■ **Stated exercise**
Can you put the items from the first line through the line containing "[(587, 340), (864, 325), (578, 358)]", that line included, into a numbered list with blank lines left out?

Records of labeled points
######

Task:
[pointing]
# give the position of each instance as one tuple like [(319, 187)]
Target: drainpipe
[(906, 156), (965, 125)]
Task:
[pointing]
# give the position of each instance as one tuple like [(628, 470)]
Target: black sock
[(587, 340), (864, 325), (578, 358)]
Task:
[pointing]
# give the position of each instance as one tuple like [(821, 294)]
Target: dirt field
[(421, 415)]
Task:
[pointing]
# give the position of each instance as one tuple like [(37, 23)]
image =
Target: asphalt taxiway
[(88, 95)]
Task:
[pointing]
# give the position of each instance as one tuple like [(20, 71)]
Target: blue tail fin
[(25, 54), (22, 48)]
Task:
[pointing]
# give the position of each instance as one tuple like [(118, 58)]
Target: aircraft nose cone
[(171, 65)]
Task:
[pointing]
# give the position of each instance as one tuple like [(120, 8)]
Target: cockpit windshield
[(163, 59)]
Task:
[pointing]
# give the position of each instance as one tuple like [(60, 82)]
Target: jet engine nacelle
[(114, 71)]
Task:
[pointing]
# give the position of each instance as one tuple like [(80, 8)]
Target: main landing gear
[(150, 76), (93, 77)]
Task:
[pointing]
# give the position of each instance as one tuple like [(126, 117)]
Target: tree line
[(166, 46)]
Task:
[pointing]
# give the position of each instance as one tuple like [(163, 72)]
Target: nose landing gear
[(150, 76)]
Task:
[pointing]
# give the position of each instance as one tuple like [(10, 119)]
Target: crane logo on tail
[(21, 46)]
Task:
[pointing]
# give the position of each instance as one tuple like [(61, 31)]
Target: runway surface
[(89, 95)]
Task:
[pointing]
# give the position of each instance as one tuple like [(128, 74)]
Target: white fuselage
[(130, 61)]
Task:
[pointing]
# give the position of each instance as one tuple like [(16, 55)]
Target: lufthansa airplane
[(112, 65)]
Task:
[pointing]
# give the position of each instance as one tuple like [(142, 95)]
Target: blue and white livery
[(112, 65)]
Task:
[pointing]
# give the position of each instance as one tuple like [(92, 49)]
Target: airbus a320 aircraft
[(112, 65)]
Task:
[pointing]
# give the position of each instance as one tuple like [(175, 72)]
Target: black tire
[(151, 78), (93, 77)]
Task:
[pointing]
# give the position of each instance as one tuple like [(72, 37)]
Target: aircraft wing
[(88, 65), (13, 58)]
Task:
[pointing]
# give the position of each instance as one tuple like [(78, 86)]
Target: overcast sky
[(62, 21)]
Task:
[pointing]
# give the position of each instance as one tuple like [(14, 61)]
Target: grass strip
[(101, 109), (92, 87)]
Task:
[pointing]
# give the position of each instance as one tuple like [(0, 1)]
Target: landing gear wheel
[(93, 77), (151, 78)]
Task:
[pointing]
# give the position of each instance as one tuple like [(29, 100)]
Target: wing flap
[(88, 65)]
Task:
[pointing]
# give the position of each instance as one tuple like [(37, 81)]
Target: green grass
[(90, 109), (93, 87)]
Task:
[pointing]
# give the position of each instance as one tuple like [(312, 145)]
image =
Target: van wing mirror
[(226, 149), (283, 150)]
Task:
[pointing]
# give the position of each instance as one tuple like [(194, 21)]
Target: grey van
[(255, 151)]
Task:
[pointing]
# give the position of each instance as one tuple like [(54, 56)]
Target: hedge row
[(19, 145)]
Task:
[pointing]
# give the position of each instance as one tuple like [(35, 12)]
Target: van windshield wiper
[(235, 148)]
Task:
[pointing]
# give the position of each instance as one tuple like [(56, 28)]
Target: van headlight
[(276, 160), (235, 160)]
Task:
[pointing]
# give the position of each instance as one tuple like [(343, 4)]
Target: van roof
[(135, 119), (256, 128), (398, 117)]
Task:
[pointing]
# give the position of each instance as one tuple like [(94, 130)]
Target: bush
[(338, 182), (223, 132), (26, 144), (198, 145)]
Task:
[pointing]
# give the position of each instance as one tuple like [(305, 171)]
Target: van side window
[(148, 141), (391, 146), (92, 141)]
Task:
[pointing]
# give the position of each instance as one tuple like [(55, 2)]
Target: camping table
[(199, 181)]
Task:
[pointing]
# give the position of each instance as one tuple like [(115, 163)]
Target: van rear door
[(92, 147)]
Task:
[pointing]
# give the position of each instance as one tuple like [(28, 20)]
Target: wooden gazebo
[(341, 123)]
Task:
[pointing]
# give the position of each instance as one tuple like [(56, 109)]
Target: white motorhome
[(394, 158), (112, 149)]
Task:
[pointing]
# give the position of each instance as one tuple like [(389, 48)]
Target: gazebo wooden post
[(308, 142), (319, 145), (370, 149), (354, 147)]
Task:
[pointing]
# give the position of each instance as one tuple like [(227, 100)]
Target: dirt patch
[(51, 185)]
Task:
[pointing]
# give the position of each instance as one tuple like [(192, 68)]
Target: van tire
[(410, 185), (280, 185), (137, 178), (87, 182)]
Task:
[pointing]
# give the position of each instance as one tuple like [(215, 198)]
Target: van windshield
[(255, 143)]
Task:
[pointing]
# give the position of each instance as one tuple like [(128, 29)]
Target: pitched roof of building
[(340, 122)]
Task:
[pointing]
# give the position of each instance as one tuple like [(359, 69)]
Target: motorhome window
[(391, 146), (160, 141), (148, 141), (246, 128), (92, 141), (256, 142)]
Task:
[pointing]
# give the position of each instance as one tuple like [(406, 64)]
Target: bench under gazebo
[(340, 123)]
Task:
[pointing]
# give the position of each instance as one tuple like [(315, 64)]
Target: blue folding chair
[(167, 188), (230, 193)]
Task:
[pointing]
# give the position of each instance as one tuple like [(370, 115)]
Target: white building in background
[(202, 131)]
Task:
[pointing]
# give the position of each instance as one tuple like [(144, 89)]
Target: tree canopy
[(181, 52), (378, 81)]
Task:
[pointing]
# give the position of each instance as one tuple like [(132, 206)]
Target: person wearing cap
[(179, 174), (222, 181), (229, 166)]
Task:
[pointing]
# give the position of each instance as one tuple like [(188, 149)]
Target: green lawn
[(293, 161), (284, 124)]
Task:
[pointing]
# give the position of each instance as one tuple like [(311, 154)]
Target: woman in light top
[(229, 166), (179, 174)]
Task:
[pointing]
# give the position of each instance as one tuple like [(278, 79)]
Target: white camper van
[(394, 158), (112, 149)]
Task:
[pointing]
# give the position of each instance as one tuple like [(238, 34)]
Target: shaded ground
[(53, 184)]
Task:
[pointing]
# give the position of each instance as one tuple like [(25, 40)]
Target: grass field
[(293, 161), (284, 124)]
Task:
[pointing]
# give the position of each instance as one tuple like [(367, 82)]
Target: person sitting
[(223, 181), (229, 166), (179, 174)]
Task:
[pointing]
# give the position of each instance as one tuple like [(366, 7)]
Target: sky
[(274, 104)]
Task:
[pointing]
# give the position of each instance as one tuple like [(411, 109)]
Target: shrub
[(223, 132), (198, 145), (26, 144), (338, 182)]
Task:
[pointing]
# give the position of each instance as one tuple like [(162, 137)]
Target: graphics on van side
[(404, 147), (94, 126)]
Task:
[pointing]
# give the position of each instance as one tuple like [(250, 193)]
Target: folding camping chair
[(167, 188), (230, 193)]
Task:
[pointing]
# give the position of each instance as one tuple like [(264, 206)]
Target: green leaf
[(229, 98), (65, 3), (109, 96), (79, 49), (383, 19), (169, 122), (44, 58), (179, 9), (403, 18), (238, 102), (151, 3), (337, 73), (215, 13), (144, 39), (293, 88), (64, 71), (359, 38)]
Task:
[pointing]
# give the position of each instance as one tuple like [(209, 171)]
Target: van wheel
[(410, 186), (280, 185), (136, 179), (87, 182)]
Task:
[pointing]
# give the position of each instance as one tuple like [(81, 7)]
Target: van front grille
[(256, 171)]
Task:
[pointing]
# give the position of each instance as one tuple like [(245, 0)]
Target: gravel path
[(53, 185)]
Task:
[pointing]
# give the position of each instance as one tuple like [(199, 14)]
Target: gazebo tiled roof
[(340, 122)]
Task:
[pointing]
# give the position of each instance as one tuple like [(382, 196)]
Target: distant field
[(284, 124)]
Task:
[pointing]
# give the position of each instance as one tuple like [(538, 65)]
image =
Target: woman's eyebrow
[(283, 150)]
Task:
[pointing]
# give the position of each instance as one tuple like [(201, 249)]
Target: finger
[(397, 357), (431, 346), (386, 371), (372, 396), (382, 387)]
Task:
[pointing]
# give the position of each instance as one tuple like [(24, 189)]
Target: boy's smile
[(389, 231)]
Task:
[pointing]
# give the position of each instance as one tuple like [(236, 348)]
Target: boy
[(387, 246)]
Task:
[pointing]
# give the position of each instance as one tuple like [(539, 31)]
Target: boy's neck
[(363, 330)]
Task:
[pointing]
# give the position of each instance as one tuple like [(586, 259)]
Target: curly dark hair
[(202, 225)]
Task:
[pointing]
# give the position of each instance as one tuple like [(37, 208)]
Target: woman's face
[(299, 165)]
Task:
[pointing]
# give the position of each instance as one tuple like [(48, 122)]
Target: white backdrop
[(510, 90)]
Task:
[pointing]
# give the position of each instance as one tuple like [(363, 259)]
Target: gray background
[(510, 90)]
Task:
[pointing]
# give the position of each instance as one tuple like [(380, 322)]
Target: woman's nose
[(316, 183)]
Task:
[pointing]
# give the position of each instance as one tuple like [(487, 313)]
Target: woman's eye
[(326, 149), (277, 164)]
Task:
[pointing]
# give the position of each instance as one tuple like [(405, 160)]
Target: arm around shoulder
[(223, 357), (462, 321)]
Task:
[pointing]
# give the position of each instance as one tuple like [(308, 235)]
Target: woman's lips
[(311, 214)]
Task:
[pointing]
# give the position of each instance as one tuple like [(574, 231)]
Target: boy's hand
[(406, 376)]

######

■ **Response**
1. Task:
2. [pointing]
3. # give the position of each instance as one tuple like [(319, 187)]
4. Target: drainpipe
5. [(906, 156), (965, 125)]
6. Task:
7. [pointing]
8. # give the position of each instance as one tuple like [(628, 470)]
9. Target: black sock
10. [(587, 340), (864, 325), (578, 358)]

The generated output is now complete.